AUFGABE 1 →
Schreiben Sie aus dem folgenden Auszug über Bodo Köhler den Abschnitt wörtlich ab, der mit den Worten „Schwarz-Weiß-Foto von Bodo“ beginnt und mit „Burkhart Veigel (*1938)“ endet.

TEXTAUSZUG →
·····
Quelle: Der Tagesspiegel
 

  Schwarz-Weiß-Foto von Bodo Eberhard Köhler
Quelle: Universitätsarchiv der FU
  Bodo Eberhard Köhler (* 1928, † 2005)
 
Bodo Köhler, Matrikelnummer 7418, beteiligt sich in der SBZ nach der Zwangsvereinigung von SPD und KPD an Flugblattaktionen der SPD. Er flieht vor einer drohenden Verhaftung nach West-Berlin und studiert an der Freien Universität Religionswissenschaft. Nebenbei leitet er das "Haus der Zukunft". Dorthin zieht die Fluchthelfer-Gruppe um, nachdem ihr das Büro des Studentenwerks der Freien Universität als Organisationszentrale zu unsi­cher geworden ist. Nach dem ersten Passierscheinabkommen, das Weihnachten 1963 in Kraft tritt, wird Köhler Redenschreiber von Willy Brandt im Schöneberger Rathaus.
 

  Schwarz-Weiß-Foto von Burkhart Veigel
Quelle: Universitätsarchiv der FU
  Burkhart Veigel (*1938)
·····
AUFGABE 2 →
Wandeln Sie den Teil der Datensätze unten, der mit der Zeile beginnt, die „the tree trunk“ enthält, und bis einschließlich zum Ende der Datensätze reicht, in eine CSV-Tabelle mit den Spalten „anfrage“ und „antwort“ um. Jede Anfrage kommt mit ihrer Antwort in eine eigene Zeile, jedes Feld steht in Anführungszeichen, und Zeilenumbrüche werden durch Leerzeichen ersetzt.

ZU VERARBEITENDE DATEN →
·····
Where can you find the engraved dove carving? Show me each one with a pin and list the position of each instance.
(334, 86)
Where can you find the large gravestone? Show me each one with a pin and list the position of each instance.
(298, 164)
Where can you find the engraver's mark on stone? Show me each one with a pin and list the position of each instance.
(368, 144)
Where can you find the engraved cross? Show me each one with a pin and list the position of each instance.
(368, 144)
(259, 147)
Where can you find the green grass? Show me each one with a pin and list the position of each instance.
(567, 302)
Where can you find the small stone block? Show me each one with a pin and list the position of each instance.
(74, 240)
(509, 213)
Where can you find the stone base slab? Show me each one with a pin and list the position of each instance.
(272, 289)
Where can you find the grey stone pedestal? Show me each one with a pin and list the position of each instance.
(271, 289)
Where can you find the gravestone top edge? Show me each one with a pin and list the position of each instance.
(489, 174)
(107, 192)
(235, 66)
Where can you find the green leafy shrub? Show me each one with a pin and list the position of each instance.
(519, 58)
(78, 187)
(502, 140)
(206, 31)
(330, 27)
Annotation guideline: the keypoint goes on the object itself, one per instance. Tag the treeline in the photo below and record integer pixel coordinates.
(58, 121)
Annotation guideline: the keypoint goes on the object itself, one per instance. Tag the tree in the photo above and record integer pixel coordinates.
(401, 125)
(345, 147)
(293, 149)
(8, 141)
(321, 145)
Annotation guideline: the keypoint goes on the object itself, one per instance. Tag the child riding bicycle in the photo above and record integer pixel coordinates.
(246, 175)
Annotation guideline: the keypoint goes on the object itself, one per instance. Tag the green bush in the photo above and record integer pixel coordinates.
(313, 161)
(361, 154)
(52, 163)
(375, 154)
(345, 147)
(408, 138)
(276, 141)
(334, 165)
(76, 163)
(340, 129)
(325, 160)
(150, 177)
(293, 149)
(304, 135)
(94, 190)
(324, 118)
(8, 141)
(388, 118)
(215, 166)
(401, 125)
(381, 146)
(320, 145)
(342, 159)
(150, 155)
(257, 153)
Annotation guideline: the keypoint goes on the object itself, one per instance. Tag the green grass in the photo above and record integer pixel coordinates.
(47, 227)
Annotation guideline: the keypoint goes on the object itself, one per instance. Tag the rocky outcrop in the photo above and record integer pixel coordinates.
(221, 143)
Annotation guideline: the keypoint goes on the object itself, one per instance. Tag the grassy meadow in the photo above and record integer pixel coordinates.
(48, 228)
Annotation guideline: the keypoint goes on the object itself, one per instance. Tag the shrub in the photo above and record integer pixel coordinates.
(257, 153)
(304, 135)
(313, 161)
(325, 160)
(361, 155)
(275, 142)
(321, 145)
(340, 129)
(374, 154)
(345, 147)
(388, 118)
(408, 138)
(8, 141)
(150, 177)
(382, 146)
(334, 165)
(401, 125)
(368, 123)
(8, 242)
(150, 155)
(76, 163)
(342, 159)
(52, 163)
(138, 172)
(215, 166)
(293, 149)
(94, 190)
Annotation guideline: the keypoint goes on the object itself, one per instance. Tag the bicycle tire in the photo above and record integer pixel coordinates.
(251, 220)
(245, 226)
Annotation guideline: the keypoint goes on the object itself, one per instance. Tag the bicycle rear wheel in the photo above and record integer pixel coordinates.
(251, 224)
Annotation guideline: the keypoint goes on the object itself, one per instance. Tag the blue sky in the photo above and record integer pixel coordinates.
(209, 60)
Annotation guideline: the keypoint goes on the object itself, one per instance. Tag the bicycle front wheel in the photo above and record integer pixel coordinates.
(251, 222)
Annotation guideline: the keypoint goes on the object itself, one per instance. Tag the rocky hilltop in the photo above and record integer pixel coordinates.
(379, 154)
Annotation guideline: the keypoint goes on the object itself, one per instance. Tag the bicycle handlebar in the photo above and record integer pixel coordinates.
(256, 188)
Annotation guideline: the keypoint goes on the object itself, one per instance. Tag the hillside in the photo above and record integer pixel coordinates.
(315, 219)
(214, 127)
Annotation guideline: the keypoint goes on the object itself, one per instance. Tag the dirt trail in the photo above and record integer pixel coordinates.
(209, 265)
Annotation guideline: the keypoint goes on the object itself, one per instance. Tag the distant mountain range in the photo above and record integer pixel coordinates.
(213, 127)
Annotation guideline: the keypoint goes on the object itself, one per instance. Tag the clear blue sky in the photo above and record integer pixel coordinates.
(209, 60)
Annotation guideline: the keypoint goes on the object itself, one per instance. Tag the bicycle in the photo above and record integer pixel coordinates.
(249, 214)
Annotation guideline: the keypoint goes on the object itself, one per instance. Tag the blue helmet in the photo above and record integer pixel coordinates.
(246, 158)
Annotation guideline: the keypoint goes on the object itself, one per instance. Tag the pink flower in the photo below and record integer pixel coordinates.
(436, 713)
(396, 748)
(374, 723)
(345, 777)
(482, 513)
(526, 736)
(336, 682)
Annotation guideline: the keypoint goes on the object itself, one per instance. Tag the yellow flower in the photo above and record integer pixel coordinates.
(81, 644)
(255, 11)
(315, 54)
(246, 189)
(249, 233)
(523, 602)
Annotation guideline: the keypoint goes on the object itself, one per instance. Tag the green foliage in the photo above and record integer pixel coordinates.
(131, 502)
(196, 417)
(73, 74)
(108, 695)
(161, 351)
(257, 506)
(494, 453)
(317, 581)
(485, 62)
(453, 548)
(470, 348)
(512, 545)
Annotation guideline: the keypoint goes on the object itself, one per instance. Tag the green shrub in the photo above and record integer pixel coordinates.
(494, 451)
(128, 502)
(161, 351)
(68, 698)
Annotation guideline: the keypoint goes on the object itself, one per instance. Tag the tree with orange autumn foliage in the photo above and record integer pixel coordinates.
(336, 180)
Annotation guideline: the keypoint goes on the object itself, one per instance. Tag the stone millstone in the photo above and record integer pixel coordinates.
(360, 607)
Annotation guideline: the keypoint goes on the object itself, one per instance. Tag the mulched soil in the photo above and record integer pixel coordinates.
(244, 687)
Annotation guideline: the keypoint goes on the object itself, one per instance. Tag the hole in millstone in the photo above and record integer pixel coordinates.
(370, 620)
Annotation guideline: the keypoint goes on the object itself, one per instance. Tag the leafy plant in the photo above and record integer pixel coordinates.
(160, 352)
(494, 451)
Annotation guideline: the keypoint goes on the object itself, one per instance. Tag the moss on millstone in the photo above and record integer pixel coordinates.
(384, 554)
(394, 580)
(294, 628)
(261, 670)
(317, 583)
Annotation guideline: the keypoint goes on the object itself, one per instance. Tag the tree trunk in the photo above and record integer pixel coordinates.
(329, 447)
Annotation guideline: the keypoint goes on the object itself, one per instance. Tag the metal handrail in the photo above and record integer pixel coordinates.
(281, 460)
·····
VOLLSTÄNDIGE LÖSUNG 1 →
Schwarz-Weiß-Foto von Bodo Eberhard Köhler
Quelle: Universitätsarchiv der FU
  Bodo Eberhard Köhler (* 1928, † 2005)
 
Bodo Köhler, Matrikelnummer 7418, beteiligt sich in der SBZ nach der Zwangsvereinigung von SPD und KPD an Flugblattaktionen der SPD. Er flieht vor einer drohenden Verhaftung nach West-Berlin und studiert an der Freien Universität Religionswissenschaft. Nebenbei leitet er das "Haus der Zukunft". Dorthin zieht die Fluchthelfer-Gruppe um, nachdem ihr das Büro des Studentenwerks der Freien Universität als Organisationszentrale zu unsi­cher geworden ist. Nach dem ersten Passierscheinabkommen, das Weihnachten 1963 in Kraft tritt, wird Köhler Redenschreiber von Willy Brandt im Schöneberger Rathaus.
 

  Schwarz-Weiß-Foto von Burkhart Veigel
Quelle: Universitätsarchiv der FU
  Burkhart Veigel (*1938)

VOLLSTÄNDIGE LÖSUNG 2 →
anfrage,antwort
"Annotation guideline: the keypoint goes on the object itself, one per instance. Tag the tree trunk in the photo above and record integer pixel coordinates.","(329, 447)"
"Annotation guideline: the keypoint goes on the object itself, one per instance. Tag the metal handrail in the photo above and record integer pixel coordinates.","(281, 460)"